**Excerpted data:**
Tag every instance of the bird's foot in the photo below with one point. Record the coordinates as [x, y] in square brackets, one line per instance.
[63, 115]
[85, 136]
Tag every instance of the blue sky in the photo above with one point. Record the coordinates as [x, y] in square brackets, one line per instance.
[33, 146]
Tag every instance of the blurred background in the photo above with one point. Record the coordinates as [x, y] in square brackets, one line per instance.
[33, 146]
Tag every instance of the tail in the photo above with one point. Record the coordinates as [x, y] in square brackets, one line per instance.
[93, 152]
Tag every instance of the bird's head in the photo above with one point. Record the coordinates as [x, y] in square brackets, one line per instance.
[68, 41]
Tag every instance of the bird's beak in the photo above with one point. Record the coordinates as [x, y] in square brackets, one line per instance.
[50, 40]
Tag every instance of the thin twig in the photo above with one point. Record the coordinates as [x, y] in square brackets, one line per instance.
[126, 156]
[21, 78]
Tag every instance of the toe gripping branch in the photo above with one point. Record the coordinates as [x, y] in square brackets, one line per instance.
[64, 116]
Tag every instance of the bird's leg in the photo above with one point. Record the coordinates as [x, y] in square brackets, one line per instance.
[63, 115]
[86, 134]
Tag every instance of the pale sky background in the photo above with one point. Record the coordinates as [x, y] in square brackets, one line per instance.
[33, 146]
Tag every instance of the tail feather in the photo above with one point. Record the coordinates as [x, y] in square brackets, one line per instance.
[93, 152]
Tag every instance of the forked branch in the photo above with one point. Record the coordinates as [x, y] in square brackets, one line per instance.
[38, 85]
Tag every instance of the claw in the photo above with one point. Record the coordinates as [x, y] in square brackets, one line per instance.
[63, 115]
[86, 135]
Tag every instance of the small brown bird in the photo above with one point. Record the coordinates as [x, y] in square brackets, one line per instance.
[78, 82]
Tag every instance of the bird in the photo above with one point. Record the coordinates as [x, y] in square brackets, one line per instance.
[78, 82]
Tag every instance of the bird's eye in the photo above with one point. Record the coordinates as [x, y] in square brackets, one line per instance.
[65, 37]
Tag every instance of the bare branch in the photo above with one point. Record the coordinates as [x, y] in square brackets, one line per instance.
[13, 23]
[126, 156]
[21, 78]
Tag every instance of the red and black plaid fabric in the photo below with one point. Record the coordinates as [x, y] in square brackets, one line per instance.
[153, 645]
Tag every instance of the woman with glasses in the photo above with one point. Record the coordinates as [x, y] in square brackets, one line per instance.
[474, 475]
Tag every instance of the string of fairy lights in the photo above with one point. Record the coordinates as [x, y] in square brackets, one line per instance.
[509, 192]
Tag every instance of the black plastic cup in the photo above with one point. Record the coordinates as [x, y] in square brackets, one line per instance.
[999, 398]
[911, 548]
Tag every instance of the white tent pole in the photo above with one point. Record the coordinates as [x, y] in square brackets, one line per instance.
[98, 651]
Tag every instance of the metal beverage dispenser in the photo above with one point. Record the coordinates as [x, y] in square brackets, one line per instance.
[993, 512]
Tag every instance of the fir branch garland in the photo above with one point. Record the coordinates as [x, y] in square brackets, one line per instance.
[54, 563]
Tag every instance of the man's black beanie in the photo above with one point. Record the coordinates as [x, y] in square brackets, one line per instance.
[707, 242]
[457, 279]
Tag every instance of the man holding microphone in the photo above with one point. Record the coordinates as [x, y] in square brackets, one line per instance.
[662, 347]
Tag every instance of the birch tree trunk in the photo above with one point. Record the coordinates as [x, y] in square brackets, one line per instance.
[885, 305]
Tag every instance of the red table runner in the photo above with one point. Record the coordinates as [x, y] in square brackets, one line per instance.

**Task to complete:** Write the material out again word for word.

**Result for this task:**
Tag every instance of the bird's foot in the photo below with one point. Record the coordinates as [x, y] in square brackets, one line per instance.
[63, 115]
[85, 136]
Tag every instance of the blue sky in the photo above with one point. Record the coordinates as [x, y] in square brackets, one line per instance.
[33, 146]
Tag every instance of the blurred background in the photo above with one point. Record the coordinates as [x, y] in square brackets, one line per instance.
[33, 146]
Tag every instance of the tail in the photo above with one point. Record the coordinates as [x, y] in square brackets, one line per instance.
[93, 152]
Tag every instance of the bird's head in the photo above with one point. Record the coordinates as [x, y] in square brackets, one line per instance.
[68, 41]
Tag every instance of the bird's beak in the photo above with one point. Record the coordinates as [x, y] in square brackets, one line per instance.
[50, 40]
Tag every instance of the thin twig in the photo above with one point. Record the coordinates as [x, y] in square brackets, one line per instance.
[126, 156]
[21, 78]
Tag every instance of the toe gripping branch in the photo above with one point. Record the coordinates as [x, y] in square brackets, one line per instance.
[64, 116]
Tag every instance of the bird's leg in the photo above with one point. Record the coordinates as [x, y] in square brackets, one line per instance.
[63, 115]
[86, 134]
Tag every instance of the pale sky background in the photo above with one point. Record the coordinates as [x, y] in square brackets, one line per instance.
[33, 146]
Tag every instance of the tail feather in the photo above with one point. Record the coordinates as [x, y] in square brackets, one line per instance.
[93, 152]
Tag every instance of the forked branch in the photo above with one point. Record the coordinates as [x, y] in square brackets, one line per instance.
[38, 85]
Tag every instance of the claw in the photo above with one point. Record the coordinates as [x, y] in square brackets, one line per instance.
[63, 115]
[86, 135]
Tag every instance of the small brown bird in the photo above with one point. Record the coordinates as [x, y] in square brackets, one line per instance.
[78, 82]
Tag every instance of the bird in the photo above with one point. Record the coordinates as [x, y] in square brackets, one line per instance.
[78, 82]
Tag every instance of the bird's eye in the photo above with one point. Record the coordinates as [x, y] in square brackets, one line per instance.
[65, 37]
Tag every instance of the bare branch in the photo above with one point. Record the coordinates as [x, y] in square brackets, one line per instance.
[13, 23]
[126, 156]
[21, 78]
Tag every instance of the red and black plaid fabric in the photo below with one point. Record the coordinates as [x, y] in square brackets, one line per instance.
[153, 645]
Tag every instance of the woman with glasses in the photo above with one point. Record the coordinates as [x, y] in square brackets, one line per instance.
[474, 475]
Tag every instance of the string of fairy lights in the photo above with one point. Record the coordinates as [x, y] in square brackets, one line per instance.
[509, 192]
Tag every instance of the black plastic cup in the photo above with one point. Record the coordinates as [x, y] in square brackets, one line per instance.
[999, 398]
[911, 548]
Tag every instance of the white tent pole in the photo above with one point. Record the coordinates as [x, y] in square brackets, one line per instance.
[98, 651]
Tag every instance of the metal beverage dispenser in the photo above with one point. Record the coordinates as [x, y] in square brackets, one line per instance.
[993, 512]
Tag every instance of the fir branch garland in the photo above with one point. Record the coordinates as [x, y] in square brackets, one line per instance.
[54, 563]
Tag every instance of the man's black beanie in the photo above with one point. Record the coordinates as [x, y] in square brackets, one line per instance.
[707, 242]
[457, 279]
Tag every instance of the man holding microphone in the photo above with one point. Record the coordinates as [x, y] in square brackets, one line per instance.
[662, 347]
Tag every instance of the birch tree trunk in the photo above with one point. Record the coordinates as [x, y] in square brackets, one line per instance.
[885, 305]
Tag every instance of the red table runner in the photo above with one point. Record the coordinates as [x, y] in square brackets, one line per instance.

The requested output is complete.